Revise these lines by replacing "Reply" with "Respond" wherever it occurs, leaving everything else unchanged.
--- Begin ---
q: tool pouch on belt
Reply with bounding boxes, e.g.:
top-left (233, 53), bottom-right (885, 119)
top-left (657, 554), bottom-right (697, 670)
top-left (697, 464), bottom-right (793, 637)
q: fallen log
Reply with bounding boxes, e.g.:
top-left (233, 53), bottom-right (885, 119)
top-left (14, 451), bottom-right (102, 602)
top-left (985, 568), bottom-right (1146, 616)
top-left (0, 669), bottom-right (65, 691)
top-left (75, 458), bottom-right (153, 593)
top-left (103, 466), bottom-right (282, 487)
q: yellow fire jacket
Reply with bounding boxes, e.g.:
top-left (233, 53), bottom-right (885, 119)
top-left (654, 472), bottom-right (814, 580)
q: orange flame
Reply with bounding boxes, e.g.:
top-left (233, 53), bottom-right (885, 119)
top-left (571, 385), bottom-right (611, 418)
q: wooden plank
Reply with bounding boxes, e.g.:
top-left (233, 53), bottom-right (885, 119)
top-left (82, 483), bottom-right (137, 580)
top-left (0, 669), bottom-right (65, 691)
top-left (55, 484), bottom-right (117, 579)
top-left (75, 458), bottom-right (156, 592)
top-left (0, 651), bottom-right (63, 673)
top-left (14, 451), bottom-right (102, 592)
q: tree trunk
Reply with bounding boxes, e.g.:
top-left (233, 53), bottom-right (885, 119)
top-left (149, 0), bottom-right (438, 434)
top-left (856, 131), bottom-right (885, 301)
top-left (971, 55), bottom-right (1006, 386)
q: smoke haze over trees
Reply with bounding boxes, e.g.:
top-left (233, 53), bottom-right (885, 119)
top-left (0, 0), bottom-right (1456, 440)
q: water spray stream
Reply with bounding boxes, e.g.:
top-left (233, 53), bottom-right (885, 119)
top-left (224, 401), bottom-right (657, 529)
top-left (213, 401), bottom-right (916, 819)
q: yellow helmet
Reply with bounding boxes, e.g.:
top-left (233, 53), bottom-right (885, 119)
--- End ---
_The output_
q: tool pouch on belt
Respond with bounding boxes, e.g.:
top-left (233, 53), bottom-right (885, 119)
top-left (657, 554), bottom-right (697, 670)
top-left (697, 464), bottom-right (793, 637)
q: fallen log
Respond with bounding boxes, e.g.:
top-left (233, 53), bottom-right (885, 119)
top-left (14, 451), bottom-right (102, 602)
top-left (985, 568), bottom-right (1146, 616)
top-left (0, 669), bottom-right (65, 691)
top-left (75, 458), bottom-right (153, 593)
top-left (103, 466), bottom-right (282, 487)
q: yellow fire jacket
Respond with bounding boxes, e.g.:
top-left (233, 53), bottom-right (885, 119)
top-left (654, 472), bottom-right (814, 580)
q: orange flame
Respond with bounding boxes, e.g.:
top-left (233, 53), bottom-right (885, 119)
top-left (571, 385), bottom-right (611, 418)
q: wooden plank
Respond with bounding boxes, e.g.:
top-left (233, 53), bottom-right (885, 119)
top-left (82, 483), bottom-right (137, 580)
top-left (0, 669), bottom-right (65, 691)
top-left (55, 484), bottom-right (117, 579)
top-left (75, 458), bottom-right (156, 592)
top-left (0, 651), bottom-right (63, 673)
top-left (14, 451), bottom-right (102, 592)
q: tree trunk
Respond with bounding boxes, e.g.:
top-left (233, 53), bottom-right (885, 119)
top-left (149, 0), bottom-right (438, 434)
top-left (856, 131), bottom-right (885, 301)
top-left (971, 55), bottom-right (1006, 386)
q: smoke haze over trees
Respond with bounding boxes, e.g.:
top-left (233, 53), bottom-right (885, 119)
top-left (0, 0), bottom-right (1456, 440)
q: water spray stream
Respond with bounding boxes, e.g.:
top-left (233, 53), bottom-right (885, 119)
top-left (224, 401), bottom-right (657, 529)
top-left (213, 401), bottom-right (916, 819)
q: yellow helmet
Respond with bounding boxes, e.g.:
top-left (233, 53), bottom-right (885, 119)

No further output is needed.